● SUPPLIED PASSAGE

* * * *

I didn't manage to post anything yesterday as it was Matty's 18th birthday and after work we were straight to the restaurant to celebrate, getting back late. However, on my way back to the car I came across some Hemp-agrimony flowering well on a north-east slope behind the hospital. Eupatorium cannabium is derived from Eupatoria (agrimony) and the Latin for hemp.

Monday, October 19, 2015

Borage







Beautiful Borage, Borago officinalis. Not native. Nice though.

Sunday, October 18, 2015

Agrimony




So this is today's post (as opposed to the previous post, which was in fact 'yesterday's' post). It's another plant I'm surprised I haven't done before as it is, like Selfheal, common, especially round these chalky parts.
It is Agrimony, Agrimonia eupatoria, a member of the Rose family. 
You can tell it's not Fragrant Agrimony because it's not 'up north' and also the receptacle cup's hooked bristles are all pointing forwards or at most horizontal, as opposed to reflexed.

* * * *

● DATASET CONTENT
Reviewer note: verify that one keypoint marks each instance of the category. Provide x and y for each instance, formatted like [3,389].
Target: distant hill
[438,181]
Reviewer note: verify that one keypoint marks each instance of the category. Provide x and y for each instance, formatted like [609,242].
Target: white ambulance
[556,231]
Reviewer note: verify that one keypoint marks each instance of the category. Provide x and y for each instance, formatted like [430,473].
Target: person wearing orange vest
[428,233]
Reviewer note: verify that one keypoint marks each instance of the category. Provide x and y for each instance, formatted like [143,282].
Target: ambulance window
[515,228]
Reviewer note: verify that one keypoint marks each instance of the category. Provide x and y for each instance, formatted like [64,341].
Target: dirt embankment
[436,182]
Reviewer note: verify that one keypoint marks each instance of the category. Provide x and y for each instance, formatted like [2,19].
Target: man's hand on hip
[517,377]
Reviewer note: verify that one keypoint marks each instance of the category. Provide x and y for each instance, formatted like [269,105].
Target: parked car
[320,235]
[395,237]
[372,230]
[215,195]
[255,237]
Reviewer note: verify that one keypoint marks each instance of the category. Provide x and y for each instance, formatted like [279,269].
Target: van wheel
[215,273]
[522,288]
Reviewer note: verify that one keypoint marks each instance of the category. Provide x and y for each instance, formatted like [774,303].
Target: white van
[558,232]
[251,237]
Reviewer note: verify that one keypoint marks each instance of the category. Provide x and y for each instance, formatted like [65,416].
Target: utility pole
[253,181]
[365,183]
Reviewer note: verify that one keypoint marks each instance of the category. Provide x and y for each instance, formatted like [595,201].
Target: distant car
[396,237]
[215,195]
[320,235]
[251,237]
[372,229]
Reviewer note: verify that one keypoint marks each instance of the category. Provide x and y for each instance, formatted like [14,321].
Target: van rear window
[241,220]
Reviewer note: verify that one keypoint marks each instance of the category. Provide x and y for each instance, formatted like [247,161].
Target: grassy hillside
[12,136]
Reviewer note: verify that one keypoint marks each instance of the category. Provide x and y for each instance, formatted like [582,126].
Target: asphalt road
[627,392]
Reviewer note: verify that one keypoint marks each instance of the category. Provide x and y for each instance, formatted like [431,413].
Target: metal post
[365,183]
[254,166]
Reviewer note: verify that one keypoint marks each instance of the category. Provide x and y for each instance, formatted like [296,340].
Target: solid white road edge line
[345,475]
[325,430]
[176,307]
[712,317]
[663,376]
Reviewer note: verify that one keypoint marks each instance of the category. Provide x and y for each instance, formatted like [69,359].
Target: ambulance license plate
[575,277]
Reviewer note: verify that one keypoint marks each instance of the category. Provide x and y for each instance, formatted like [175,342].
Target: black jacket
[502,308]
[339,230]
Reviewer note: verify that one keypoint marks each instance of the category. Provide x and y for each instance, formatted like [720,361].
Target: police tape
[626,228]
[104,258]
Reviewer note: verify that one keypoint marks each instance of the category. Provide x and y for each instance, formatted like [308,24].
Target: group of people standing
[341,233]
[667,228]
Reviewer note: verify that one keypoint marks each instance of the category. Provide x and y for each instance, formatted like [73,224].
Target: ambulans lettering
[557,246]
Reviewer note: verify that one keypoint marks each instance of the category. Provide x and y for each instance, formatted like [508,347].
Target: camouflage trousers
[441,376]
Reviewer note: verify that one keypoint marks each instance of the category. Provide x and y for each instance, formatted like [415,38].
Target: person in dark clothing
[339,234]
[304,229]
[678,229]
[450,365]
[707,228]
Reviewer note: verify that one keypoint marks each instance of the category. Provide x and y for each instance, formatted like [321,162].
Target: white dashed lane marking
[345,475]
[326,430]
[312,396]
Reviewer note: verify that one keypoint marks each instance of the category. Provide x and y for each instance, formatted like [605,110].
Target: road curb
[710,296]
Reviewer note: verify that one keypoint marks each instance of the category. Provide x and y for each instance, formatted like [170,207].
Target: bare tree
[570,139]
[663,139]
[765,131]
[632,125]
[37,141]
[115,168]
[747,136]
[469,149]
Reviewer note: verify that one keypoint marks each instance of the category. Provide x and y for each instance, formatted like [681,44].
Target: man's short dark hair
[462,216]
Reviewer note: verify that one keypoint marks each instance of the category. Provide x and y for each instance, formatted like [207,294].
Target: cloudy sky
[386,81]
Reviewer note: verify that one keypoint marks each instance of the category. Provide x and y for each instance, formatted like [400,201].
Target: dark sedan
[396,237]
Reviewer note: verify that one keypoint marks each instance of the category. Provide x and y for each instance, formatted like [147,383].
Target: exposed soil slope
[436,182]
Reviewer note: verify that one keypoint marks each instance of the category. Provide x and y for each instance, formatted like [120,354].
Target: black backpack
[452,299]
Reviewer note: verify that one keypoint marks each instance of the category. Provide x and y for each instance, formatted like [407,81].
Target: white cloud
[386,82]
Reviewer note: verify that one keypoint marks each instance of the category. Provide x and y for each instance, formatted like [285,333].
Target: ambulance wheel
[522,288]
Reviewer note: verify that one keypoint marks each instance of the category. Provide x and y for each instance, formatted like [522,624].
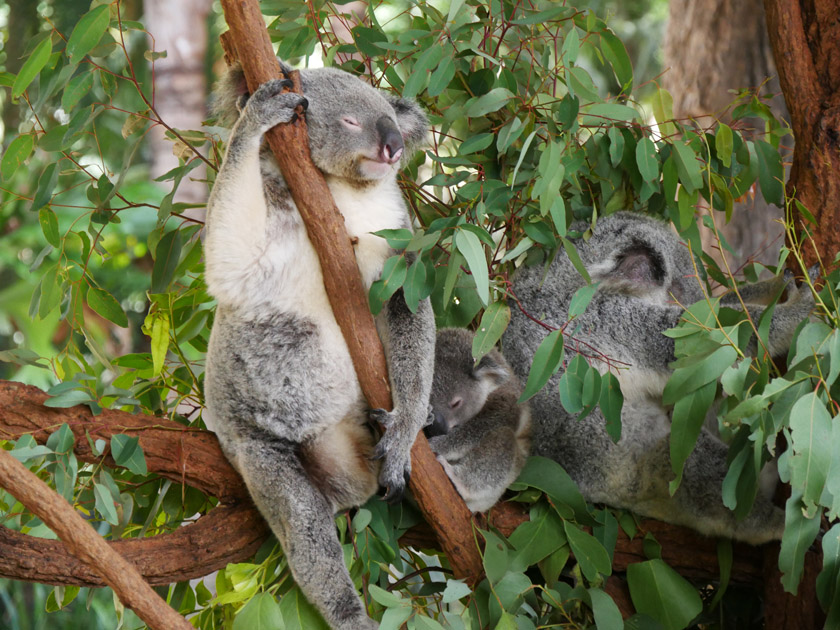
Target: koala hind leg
[302,519]
[698,503]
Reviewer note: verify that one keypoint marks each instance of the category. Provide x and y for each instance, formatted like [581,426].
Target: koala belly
[338,461]
[279,374]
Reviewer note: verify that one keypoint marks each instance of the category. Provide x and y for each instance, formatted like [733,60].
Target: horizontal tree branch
[233,531]
[84,543]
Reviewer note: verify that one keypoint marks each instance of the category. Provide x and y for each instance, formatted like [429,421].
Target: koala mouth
[375,168]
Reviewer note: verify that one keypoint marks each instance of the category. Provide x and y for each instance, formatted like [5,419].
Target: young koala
[643,271]
[282,393]
[480,434]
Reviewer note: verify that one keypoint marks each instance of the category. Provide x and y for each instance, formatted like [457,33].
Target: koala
[281,391]
[645,274]
[481,436]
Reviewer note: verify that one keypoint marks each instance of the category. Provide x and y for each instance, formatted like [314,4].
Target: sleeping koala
[643,270]
[480,434]
[282,393]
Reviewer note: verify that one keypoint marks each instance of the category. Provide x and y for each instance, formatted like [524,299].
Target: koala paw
[436,443]
[814,272]
[394,450]
[270,105]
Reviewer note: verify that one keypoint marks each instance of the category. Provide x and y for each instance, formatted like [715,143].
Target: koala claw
[381,416]
[395,493]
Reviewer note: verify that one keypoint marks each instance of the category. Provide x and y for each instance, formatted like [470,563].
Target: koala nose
[391,144]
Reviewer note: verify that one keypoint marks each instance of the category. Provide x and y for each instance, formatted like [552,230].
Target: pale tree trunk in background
[712,47]
[180,28]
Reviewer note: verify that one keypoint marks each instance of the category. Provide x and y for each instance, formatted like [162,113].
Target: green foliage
[537,133]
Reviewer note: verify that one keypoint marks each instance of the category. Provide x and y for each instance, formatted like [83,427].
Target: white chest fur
[366,211]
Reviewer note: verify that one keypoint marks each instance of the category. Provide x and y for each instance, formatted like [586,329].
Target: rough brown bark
[87,545]
[701,76]
[434,493]
[233,531]
[805,37]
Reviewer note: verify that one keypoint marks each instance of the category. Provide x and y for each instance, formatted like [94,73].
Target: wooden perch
[83,542]
[233,531]
[441,505]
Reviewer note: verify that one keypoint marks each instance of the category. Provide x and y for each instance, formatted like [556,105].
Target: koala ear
[639,264]
[229,96]
[490,370]
[412,121]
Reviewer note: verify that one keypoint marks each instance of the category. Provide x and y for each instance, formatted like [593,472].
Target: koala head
[356,131]
[460,386]
[638,255]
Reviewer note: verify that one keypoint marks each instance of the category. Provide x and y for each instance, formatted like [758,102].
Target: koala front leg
[236,210]
[409,341]
[302,519]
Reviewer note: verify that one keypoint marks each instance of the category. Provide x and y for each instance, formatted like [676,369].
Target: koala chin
[282,393]
[643,271]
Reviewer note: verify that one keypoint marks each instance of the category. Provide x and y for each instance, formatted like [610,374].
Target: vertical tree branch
[805,37]
[437,498]
[84,543]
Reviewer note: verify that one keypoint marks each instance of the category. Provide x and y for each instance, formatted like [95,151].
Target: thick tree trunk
[805,37]
[711,48]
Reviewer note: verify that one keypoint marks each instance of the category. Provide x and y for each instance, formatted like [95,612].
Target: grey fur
[640,264]
[282,393]
[481,435]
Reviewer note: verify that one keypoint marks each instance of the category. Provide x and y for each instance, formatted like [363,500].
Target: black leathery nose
[390,138]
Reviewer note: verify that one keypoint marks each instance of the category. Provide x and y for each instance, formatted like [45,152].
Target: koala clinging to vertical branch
[480,434]
[282,393]
[643,271]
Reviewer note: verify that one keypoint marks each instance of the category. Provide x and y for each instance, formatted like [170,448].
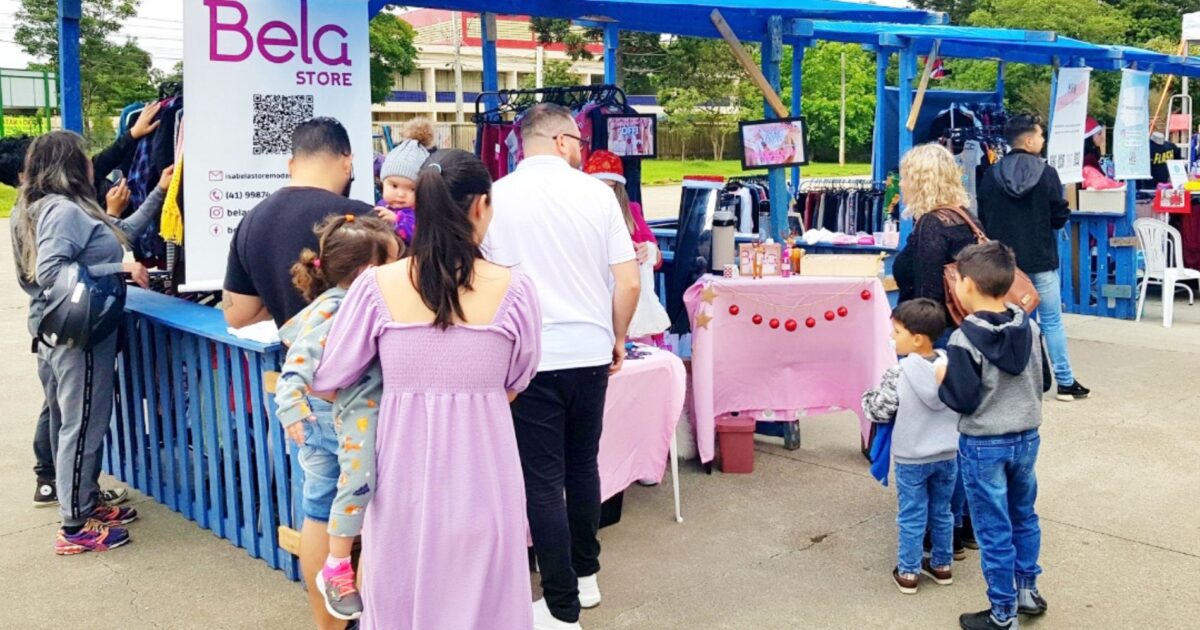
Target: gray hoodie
[927,430]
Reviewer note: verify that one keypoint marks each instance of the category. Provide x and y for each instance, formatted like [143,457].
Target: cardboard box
[1105,202]
[1071,192]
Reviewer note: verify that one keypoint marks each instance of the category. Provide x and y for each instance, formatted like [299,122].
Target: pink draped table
[829,345]
[643,403]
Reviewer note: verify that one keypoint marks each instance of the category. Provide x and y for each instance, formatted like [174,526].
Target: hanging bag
[1021,293]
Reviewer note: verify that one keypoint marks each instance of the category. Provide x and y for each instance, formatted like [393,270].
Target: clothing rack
[839,184]
[493,106]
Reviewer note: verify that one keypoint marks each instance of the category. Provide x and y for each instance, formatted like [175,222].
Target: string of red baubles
[791,324]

* * * *

● ASSIGNED TASK 1
For the plant blog excerpt, state whether each claim agrees with the text, answering yes or no and quoting the deciding words: (a) Borage is a native plant. (b) Agrimony belongs to the Rose family. (c) The Hemp-agrimony was flowering on a south-facing slope.
● ASSIGNED TASK 2
Give again the part of the plant blog excerpt that opens with the words containing "Beautiful Borage, Borago" and closes with "opposed to reflexed.", and switch "chalky" to "sandy".
The material stands apart from the plant blog excerpt.

● WORKED SOLUTION 1
(a) No: "Not native."
(b) Yes: "a member of the Rose family."
(c) No: "flowering well on a north-east slope behind the hospital"

● WORKED SOLUTION 2
Beautiful Borage, Borago officinalis. Not native. Nice though.

Sunday, October 18, 2015

Agrimony




So this is today's post (as opposed to the previous post, which was in fact 'yesterday's' post). It's another plant I'm surprised I haven't done before as it is, like Selfheal, common, especially round these sandy parts.
It is Agrimony, Agrimonia eupatoria, a member of the Rose family. 
You can tell it's not Fragrant Agrimony because it's not 'up north' and also the receptacle cup's hooked bristles are all pointing forwards or at most horizontal, as opposed to reflexed.